== Text to read ==
Cave In

Picture of Cave In

Until Your Heart Stops

Cave In - Until Your Heart Stops ©1998 Hydrahead
1. Moral Eclipse
2. Terminal Deity
3. Juggernaut
4. The End Of Our Rope Is A Noose
5. Segue 1
6. Until Your Heart Stops
7. Halo Of Flies
8. Bottom Feeder
9. Ebola
10. Controlled Mayhem Then Erupts

Cave In's second full length album is an ambitious endeavor that attempts to weave a single emo, ambient noise, psychedelic, noisecore tapestry.

They come away with the noisecore part, anyway. At its best, Until Your Heart Stops surges and twitches violently, not unlike other noisy luminaries that have collaborated with Boston's fine Hydrahead Records, a list including but not limited to Dillinger Escape Plan, Drowningman, Converge and Coalesce. Like their contemporaries, Cave In can stop on a dime and shower the listener in a shuddering, discordant maelstrom of sound. But unlike any other band I can think of, they have an odd composing quirk that involves leaving nary a song (or riff maybe, I didn't keep track!) without some strange harmonic bent; this includes the cool dual harmonic guitar leads in "Juggernaut" and "Terminal Deity", but the same type of harmony/discordance dynamic exists in just about every musical fold of this album. While many are quick to throw Cave In into the Dillinger column, Until Your Heart Stops is in fact more enjoyable and interesting than anything DEP have released; where Dillinger are technical and soulless, Cave In pepper their songs with melodic breaks and Steve Brodsky's screaming, stressed, and pleading vocals that often sound dangerously close to burning a hole in his throat. In that sense, they are closer to Converge's brand of emotionally-wrought noisecore, although more compelled to throw more 80s-style thrash metal riffing into the mix.

== Given information ==
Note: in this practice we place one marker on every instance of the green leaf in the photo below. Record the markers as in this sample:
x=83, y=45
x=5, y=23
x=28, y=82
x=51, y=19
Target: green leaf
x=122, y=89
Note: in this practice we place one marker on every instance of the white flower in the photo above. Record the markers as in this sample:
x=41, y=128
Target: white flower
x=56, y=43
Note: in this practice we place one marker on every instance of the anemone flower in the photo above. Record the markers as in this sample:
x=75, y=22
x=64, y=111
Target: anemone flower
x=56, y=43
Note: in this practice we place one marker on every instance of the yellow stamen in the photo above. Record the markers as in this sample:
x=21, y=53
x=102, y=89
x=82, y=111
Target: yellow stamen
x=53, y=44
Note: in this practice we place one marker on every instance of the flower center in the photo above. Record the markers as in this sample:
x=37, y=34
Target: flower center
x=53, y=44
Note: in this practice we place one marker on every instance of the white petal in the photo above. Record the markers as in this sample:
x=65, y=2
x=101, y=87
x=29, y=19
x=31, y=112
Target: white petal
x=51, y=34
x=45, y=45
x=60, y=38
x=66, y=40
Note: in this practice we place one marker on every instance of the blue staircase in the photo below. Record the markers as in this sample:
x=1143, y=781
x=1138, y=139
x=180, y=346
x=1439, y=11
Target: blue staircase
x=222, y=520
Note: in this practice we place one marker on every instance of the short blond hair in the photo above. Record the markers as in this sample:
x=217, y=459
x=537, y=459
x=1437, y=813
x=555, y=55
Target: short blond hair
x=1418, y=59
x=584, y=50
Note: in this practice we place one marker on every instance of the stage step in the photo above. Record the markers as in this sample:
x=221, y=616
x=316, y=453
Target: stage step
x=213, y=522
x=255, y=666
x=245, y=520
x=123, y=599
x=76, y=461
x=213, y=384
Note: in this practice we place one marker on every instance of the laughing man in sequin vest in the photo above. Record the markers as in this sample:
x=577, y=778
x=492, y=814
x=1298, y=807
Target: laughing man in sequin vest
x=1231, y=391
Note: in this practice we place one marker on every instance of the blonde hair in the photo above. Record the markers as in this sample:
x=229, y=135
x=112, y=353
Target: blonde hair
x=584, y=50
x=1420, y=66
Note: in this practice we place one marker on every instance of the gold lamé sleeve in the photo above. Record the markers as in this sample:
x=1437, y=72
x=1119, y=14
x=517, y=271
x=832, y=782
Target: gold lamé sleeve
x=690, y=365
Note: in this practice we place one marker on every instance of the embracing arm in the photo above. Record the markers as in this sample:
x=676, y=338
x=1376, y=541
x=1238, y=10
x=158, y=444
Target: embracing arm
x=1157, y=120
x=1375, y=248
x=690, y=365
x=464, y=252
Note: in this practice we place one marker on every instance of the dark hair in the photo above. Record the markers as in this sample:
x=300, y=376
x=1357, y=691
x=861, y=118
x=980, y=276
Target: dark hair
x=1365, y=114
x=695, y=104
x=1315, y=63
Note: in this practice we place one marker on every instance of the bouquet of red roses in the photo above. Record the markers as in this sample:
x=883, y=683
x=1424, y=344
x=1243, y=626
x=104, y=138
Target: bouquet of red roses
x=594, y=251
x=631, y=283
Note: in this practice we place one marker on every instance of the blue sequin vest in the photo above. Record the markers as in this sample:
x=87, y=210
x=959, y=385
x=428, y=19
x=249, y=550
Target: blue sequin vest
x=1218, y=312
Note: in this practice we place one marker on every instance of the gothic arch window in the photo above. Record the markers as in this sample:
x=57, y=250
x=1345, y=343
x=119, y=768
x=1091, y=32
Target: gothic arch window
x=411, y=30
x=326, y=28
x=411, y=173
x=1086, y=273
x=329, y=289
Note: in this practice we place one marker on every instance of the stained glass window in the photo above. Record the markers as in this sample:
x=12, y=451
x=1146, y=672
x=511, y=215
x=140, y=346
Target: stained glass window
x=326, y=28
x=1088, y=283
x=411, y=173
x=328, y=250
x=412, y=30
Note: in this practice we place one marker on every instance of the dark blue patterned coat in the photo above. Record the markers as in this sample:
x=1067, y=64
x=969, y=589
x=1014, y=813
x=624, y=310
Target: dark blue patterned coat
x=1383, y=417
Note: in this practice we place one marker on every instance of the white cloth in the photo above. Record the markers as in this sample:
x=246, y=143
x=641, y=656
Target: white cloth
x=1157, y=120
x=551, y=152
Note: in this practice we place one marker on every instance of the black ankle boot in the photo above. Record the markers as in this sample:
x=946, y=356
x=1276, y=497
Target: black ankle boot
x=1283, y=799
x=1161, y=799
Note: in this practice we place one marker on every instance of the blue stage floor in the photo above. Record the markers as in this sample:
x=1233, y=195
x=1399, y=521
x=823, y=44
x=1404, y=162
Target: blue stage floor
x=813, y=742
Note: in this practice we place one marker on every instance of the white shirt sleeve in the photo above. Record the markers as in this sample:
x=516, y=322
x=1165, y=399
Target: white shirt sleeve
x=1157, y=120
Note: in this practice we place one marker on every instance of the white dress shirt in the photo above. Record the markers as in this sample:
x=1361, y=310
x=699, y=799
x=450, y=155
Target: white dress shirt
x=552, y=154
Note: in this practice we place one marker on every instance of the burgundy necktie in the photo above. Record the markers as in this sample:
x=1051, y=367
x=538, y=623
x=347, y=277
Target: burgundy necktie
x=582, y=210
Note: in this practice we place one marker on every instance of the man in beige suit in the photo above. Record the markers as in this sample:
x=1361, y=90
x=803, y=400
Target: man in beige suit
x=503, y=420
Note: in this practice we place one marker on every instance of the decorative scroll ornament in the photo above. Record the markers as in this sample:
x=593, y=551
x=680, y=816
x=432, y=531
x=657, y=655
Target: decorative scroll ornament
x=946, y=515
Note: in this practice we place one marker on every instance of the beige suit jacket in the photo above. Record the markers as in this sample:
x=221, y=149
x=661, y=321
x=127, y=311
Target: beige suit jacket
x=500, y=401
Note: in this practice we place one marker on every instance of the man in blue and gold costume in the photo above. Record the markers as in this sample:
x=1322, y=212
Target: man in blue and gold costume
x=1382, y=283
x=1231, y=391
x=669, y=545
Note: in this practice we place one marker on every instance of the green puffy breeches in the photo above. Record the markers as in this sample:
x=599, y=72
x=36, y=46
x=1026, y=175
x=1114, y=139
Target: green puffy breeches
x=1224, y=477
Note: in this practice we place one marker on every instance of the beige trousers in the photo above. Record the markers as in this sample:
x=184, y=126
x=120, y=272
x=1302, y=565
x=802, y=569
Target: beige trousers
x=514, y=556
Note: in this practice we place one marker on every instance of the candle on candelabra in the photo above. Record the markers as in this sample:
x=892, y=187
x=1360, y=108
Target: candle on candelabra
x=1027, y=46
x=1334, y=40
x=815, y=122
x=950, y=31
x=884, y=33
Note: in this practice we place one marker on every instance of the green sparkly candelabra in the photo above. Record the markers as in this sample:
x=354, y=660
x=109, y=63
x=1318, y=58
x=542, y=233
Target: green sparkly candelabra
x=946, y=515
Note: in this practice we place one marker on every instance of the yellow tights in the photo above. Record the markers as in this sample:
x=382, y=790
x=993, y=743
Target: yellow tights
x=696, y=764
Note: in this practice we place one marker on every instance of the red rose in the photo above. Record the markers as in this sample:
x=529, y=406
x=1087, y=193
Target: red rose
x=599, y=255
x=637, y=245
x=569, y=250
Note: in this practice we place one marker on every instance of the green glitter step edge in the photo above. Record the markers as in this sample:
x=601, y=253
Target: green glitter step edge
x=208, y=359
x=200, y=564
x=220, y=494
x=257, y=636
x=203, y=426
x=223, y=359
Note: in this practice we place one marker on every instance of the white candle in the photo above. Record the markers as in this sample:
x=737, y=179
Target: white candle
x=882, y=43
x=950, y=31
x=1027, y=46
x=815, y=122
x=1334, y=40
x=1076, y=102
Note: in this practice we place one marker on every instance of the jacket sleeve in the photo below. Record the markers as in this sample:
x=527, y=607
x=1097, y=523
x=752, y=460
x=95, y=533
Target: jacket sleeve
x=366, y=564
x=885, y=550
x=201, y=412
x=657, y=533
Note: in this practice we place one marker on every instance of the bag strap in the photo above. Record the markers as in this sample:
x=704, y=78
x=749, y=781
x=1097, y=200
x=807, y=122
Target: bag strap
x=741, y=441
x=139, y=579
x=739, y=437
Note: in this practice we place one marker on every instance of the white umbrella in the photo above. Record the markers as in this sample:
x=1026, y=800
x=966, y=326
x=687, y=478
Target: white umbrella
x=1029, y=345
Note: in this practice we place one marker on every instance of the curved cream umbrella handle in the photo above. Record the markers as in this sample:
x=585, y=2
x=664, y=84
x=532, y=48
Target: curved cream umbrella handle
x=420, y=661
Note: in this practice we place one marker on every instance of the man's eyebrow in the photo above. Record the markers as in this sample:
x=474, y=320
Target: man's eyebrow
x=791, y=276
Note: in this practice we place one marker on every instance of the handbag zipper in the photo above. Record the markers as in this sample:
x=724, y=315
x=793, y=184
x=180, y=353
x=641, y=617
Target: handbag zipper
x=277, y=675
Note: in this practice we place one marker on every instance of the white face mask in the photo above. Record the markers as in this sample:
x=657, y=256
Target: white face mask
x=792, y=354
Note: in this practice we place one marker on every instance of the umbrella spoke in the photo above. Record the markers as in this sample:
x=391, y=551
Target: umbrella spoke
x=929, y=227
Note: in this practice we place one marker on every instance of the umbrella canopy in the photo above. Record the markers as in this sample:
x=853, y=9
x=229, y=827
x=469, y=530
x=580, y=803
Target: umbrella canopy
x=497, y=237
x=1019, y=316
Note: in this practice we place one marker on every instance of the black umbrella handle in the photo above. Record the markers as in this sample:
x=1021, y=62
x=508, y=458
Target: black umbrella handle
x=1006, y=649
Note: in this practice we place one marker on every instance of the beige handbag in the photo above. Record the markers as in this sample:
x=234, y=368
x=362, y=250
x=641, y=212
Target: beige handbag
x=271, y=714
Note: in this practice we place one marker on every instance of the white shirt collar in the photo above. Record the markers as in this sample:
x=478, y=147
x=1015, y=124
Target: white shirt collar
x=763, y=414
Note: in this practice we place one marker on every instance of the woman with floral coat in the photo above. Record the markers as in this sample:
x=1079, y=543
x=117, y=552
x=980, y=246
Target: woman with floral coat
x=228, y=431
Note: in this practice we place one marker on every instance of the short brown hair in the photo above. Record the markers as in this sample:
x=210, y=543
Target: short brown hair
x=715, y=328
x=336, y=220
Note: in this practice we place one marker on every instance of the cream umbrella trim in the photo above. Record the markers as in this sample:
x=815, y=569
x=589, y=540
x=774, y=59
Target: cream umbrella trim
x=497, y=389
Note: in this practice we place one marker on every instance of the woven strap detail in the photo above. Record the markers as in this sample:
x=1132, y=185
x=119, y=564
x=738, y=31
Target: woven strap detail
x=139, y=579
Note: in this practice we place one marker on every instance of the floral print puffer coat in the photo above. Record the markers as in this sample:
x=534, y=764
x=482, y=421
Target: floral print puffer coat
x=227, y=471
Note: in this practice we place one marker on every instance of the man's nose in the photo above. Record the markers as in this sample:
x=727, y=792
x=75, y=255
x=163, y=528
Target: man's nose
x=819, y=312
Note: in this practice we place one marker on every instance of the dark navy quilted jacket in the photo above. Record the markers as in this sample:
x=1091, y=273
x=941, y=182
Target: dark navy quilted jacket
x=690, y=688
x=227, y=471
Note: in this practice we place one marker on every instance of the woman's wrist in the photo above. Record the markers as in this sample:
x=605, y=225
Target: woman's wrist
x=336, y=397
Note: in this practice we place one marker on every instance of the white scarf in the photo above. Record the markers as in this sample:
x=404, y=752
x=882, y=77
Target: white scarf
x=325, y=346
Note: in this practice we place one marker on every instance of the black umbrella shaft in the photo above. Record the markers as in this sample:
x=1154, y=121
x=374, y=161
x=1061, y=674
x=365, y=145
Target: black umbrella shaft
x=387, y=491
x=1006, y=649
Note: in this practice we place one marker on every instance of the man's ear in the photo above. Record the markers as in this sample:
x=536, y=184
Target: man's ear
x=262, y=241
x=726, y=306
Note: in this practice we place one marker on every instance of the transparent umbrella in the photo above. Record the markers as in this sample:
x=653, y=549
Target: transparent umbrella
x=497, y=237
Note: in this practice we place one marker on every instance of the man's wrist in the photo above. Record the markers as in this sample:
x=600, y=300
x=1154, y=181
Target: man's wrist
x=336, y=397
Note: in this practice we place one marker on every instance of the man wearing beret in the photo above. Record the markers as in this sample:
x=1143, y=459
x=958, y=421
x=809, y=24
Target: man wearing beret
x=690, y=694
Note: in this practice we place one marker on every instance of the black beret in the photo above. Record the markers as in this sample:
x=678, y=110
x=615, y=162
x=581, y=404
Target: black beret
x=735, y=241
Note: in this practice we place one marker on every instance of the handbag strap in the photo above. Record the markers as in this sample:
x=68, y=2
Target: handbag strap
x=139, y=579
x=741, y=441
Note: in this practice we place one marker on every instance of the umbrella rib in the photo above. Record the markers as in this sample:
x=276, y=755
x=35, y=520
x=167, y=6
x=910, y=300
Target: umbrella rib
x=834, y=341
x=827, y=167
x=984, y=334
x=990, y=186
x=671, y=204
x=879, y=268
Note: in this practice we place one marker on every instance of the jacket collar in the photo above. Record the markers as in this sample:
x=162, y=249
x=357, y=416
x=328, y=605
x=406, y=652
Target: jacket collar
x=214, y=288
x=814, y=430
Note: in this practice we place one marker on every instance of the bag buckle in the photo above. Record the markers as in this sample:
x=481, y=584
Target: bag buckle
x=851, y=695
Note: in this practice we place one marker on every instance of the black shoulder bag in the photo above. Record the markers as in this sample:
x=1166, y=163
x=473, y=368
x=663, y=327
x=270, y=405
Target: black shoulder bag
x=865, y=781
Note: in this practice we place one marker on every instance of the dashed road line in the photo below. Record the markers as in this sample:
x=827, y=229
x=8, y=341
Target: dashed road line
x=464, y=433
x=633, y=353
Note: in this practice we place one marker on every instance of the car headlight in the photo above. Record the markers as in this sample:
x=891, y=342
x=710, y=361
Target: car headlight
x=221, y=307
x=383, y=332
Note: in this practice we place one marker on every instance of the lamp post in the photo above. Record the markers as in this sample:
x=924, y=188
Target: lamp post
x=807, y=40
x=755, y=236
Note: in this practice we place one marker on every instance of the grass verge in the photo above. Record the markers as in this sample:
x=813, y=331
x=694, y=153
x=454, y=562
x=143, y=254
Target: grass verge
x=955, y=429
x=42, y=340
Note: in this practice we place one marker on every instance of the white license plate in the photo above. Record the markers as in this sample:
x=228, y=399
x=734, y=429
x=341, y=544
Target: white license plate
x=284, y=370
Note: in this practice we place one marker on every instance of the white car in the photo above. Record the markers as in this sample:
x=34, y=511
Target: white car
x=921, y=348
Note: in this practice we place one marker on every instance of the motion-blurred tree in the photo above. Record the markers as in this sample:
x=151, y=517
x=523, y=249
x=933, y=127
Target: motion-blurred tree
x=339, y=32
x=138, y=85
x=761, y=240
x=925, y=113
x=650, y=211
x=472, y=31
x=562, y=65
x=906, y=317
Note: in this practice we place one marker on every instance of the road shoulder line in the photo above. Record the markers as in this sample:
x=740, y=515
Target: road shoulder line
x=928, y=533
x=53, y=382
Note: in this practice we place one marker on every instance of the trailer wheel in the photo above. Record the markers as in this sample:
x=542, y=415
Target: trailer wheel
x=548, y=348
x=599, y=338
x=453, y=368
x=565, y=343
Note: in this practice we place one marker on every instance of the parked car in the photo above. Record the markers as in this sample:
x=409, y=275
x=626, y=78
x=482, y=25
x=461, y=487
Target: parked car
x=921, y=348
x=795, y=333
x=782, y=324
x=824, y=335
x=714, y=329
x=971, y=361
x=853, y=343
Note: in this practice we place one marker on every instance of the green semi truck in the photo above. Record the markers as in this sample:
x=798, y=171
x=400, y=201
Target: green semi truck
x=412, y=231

== Challenges ==
1 - Do these statements agree with the Cave In album review? Answer yes or no for each, quoting the deciding words.
(a) The album came out on Hydrahead in 1998.
(b) The reviewer finds the album less interesting than Dillinger Escape Plan's releases.
(c) Dual harmonic guitar leads appear in "Juggernaut."
2 - According to the Cave In album review, in what city is Hydrahead Records based?
3 - From the Cave In album review, extract the passage starting with "Cave In - Until" and going on through "psychedelic, noisecore tapestry.".

== Answers to the problems ==
1 -
(a) Yes: "Cave In - Until Your Heart Stops ©1998 Hydrahead"
(b) No: "Until Your Heart Stops is in fact more enjoyable and interesting than anything DEP have released"
(c) Yes: "the cool dual harmonic guitar leads in "Juggernaut" and "Terminal Deity""

2 - Boston.

3 -
Cave In - Until Your Heart Stops ©1998 Hydrahead
1. Moral Eclipse
2. Terminal Deity
3. Juggernaut
4. The End Of Our Rope Is A Noose
5. Segue 1
6. Until Your Heart Stops
7. Halo Of Flies
8. Bottom Feeder
9. Ebola
10. Controlled Mayhem Then Erupts

Cave In's second full length album is an ambitious endeavor that attempts to weave a single emo, ambient noise, psychedelic, noisecore tapestry.